(Lines of data)
►
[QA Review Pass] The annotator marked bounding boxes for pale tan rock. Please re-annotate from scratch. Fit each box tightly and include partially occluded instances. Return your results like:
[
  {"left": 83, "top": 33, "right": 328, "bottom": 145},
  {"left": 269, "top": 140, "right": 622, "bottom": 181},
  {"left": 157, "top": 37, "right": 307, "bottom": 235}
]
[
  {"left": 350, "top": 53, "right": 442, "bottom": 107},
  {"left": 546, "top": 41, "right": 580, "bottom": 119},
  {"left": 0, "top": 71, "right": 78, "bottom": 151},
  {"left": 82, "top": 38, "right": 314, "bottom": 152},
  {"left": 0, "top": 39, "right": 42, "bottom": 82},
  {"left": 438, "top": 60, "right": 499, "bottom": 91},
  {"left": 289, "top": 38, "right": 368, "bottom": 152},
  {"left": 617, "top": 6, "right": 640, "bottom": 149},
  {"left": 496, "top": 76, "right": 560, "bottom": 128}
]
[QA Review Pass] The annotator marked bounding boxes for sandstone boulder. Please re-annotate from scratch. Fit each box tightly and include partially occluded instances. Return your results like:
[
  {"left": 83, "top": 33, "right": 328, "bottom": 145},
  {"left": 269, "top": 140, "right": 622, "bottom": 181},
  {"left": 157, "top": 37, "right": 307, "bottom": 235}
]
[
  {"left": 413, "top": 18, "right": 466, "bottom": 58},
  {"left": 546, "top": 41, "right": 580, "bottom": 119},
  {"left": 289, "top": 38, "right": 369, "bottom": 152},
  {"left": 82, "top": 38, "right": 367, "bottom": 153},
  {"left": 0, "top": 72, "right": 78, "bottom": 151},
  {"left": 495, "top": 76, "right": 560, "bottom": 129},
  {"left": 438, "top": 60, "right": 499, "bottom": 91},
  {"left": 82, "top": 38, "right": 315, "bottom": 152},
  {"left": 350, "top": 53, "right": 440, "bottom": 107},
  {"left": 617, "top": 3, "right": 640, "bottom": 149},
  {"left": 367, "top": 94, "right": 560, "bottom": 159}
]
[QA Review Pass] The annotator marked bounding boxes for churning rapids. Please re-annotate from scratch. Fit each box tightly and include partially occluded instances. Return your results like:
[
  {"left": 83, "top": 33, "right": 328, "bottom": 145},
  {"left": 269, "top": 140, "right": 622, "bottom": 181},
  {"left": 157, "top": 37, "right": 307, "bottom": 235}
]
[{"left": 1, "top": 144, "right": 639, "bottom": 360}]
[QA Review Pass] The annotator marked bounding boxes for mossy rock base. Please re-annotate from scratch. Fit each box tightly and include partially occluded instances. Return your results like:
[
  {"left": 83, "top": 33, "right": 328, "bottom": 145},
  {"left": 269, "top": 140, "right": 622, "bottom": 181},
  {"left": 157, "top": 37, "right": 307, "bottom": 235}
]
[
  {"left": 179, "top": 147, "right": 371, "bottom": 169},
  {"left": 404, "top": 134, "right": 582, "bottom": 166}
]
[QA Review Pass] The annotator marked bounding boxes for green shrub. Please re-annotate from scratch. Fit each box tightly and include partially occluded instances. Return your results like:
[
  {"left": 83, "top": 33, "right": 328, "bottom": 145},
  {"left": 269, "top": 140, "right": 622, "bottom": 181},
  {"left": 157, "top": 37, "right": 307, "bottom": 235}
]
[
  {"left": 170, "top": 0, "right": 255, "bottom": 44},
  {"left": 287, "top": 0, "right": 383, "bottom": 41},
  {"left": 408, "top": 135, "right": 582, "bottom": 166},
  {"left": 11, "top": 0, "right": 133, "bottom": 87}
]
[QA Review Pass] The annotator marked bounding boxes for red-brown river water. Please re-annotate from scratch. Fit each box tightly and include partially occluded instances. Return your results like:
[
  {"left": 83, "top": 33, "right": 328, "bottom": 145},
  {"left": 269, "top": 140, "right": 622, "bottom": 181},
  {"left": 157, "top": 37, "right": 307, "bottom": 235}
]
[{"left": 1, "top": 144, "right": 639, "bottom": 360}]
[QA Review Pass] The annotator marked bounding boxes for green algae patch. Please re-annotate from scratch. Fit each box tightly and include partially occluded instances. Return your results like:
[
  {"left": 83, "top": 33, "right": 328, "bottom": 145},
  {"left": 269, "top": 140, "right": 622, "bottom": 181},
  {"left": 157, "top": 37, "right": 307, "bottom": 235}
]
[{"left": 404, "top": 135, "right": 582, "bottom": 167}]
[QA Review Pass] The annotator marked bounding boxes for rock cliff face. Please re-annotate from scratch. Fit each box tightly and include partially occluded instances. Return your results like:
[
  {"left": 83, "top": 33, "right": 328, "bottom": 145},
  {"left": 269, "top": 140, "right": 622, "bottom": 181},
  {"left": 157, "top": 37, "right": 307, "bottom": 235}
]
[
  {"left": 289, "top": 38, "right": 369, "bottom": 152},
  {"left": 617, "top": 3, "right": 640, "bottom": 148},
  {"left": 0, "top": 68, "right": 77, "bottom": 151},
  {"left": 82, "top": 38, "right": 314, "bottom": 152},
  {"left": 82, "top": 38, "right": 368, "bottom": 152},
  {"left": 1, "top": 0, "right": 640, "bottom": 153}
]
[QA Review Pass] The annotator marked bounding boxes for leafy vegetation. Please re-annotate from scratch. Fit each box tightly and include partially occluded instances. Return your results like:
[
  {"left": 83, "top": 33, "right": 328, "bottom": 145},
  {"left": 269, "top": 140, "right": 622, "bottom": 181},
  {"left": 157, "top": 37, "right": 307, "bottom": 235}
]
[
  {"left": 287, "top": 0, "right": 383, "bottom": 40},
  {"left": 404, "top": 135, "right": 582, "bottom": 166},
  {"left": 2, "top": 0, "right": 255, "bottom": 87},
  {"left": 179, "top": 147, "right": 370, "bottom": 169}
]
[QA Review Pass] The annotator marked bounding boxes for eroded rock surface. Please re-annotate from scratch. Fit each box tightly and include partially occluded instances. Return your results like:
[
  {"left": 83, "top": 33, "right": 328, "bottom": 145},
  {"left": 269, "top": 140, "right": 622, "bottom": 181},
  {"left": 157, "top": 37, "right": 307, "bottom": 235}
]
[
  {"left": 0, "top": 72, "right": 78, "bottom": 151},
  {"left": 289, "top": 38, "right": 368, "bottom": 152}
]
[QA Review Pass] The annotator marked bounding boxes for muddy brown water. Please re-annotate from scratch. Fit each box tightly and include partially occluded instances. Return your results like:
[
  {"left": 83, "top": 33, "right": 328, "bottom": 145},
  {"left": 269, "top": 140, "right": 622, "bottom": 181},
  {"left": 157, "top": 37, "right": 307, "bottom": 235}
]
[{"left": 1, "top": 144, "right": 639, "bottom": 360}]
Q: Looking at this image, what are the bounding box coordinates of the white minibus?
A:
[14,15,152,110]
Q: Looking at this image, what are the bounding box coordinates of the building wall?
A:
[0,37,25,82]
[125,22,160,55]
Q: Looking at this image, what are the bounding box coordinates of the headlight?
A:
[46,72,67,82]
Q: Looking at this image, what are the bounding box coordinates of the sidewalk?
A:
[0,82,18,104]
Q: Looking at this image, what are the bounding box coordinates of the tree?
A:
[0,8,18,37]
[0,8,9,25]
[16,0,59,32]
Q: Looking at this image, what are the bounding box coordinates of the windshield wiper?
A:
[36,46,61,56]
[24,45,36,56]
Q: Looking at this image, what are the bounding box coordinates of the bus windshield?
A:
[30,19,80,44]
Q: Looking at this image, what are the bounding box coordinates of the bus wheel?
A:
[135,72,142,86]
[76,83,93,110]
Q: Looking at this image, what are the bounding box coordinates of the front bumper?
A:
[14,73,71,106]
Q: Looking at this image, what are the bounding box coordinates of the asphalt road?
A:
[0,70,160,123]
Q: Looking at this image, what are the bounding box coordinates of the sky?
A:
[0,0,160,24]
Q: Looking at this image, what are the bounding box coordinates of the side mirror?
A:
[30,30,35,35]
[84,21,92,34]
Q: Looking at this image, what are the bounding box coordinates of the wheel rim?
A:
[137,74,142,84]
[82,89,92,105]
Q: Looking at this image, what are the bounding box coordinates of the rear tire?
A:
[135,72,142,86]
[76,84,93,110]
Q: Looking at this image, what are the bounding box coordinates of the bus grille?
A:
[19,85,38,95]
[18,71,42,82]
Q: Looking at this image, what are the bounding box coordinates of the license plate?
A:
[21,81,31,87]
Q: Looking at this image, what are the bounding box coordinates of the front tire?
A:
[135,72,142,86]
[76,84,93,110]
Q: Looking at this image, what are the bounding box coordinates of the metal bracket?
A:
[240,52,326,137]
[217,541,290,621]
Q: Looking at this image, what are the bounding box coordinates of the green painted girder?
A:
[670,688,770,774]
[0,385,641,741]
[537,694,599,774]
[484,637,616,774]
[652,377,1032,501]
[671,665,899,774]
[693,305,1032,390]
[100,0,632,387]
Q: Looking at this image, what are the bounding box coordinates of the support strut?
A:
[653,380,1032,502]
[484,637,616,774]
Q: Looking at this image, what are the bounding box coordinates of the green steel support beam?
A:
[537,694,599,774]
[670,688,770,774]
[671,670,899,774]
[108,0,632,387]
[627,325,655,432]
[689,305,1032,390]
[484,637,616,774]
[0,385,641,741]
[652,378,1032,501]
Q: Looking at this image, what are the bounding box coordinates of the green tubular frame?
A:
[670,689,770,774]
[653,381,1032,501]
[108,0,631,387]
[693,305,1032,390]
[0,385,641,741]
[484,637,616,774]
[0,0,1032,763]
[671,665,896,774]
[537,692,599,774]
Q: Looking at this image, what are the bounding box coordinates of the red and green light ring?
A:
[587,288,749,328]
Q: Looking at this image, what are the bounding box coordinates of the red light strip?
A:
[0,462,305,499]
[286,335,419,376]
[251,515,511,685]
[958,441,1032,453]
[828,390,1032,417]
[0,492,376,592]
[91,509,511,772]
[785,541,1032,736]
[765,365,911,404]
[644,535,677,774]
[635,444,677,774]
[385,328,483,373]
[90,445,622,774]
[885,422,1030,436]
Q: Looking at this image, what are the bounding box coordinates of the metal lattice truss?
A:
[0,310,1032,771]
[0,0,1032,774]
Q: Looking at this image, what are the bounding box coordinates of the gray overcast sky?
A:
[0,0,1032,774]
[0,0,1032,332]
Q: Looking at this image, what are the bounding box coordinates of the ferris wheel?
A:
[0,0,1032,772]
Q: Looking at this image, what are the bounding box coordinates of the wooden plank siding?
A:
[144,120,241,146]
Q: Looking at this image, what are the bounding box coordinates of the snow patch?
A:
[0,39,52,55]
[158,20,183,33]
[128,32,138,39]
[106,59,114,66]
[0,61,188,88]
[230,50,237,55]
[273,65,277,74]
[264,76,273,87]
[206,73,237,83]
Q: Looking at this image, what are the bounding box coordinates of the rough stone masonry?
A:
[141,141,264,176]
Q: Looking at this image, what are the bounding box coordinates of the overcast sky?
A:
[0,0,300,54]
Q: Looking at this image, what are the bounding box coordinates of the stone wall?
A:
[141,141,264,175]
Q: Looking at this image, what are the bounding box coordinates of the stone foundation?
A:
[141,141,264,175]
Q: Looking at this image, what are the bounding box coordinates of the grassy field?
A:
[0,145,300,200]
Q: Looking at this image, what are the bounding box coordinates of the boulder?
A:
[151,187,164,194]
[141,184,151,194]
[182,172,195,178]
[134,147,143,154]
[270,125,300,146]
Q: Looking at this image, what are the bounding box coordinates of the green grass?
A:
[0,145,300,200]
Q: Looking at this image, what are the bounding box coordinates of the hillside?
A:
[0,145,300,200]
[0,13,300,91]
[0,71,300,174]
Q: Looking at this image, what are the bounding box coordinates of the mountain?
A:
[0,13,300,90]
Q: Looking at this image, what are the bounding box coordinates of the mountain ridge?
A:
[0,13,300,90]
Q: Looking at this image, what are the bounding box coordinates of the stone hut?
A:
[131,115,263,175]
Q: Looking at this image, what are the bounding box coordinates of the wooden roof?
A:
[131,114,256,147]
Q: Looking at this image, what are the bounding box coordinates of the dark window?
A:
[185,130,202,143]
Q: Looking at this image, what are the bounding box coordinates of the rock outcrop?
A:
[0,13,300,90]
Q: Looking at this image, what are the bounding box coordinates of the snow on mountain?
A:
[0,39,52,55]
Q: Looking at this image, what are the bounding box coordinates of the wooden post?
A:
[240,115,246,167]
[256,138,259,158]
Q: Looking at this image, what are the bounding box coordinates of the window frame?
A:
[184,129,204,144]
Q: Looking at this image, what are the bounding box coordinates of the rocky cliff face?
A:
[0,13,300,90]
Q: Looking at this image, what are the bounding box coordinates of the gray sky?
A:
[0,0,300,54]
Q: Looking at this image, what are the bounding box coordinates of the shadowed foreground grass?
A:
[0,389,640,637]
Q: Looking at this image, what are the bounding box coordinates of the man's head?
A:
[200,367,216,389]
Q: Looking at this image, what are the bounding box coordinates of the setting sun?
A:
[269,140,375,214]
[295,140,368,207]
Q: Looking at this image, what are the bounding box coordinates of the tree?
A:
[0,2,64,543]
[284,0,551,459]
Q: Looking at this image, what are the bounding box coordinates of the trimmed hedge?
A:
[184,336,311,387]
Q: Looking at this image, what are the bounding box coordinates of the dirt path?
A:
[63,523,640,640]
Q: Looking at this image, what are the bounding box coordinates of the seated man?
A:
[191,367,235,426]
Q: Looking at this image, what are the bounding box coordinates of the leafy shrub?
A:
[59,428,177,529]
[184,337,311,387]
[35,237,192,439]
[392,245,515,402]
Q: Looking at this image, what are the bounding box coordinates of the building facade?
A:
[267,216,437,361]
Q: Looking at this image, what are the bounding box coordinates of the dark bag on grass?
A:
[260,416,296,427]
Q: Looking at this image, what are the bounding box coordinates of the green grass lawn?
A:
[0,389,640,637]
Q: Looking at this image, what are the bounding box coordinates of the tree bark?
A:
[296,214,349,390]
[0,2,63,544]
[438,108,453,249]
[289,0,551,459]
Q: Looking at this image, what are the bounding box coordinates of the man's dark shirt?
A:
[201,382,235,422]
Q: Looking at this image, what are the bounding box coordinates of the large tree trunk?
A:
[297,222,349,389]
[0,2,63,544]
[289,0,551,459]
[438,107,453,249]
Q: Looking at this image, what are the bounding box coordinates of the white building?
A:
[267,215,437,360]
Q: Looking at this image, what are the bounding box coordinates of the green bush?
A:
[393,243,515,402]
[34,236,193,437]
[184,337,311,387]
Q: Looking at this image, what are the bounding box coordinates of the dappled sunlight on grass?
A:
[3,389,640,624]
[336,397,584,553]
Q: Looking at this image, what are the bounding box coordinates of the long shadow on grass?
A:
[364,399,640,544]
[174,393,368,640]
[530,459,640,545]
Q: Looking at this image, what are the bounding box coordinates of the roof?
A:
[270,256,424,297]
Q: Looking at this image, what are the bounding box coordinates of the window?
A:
◄
-- Goal --
Give the lines above between the one holding "the grassy field?" and the one holding "[131,114,256,147]", inclusive, as a JSON list of strings with one string per line and no blank lines.

-- Result --
[
  "Q: Looking at this image, what are the bounding box coordinates of the grassy field?",
  "A:",
  "[0,145,300,200]",
  "Q: Looking at this image, what are the bounding box coordinates of the boulder?",
  "A:",
  "[151,187,164,194]",
  "[141,184,151,194]",
  "[182,172,195,178]",
  "[134,147,143,154]",
  "[270,125,300,146]",
  "Q: Looking at this image, what are the bounding box coordinates of the green grass?",
  "A:",
  "[0,145,300,200]",
  "Q: Looking at this image, what are the bounding box coordinates of the hillside?",
  "A:",
  "[0,145,300,200]",
  "[0,13,300,91]",
  "[0,71,300,174]",
  "Q: Looking at this image, what are the bounding box coordinates of the mountain?",
  "A:",
  "[0,13,300,90]",
  "Q: Looking at this image, what are the bounding box coordinates of the mountain ridge?",
  "A:",
  "[0,13,300,90]",
  "Q: Looking at this image, what are the bounding box coordinates of the stone hut?",
  "A:",
  "[131,115,263,175]",
  "Q: Looking at this image, what are the bounding box coordinates of the wooden roof?",
  "A:",
  "[131,114,256,147]"
]